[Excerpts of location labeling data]
--

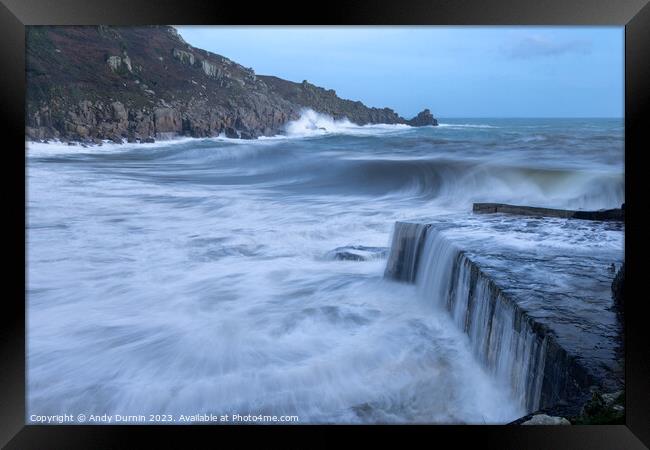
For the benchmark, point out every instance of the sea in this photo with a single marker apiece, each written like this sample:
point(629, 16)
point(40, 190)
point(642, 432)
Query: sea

--

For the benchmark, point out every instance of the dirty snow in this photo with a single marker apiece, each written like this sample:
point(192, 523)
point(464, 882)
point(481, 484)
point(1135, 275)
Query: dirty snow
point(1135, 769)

--

** EXERCISE GOAL **
Repeat the data word for word, from the line containing "For the benchmark, point out every instance of the dirty" down to the line containing "point(1135, 769)", including both of those lines.

** ANSWER TO THE EXERCISE **
For the benchmark, point out every instance of the dirty snow in this photo with a single marker apiece, each written like this sample:
point(192, 523)
point(464, 882)
point(481, 484)
point(1135, 275)
Query: dirty snow
point(1135, 769)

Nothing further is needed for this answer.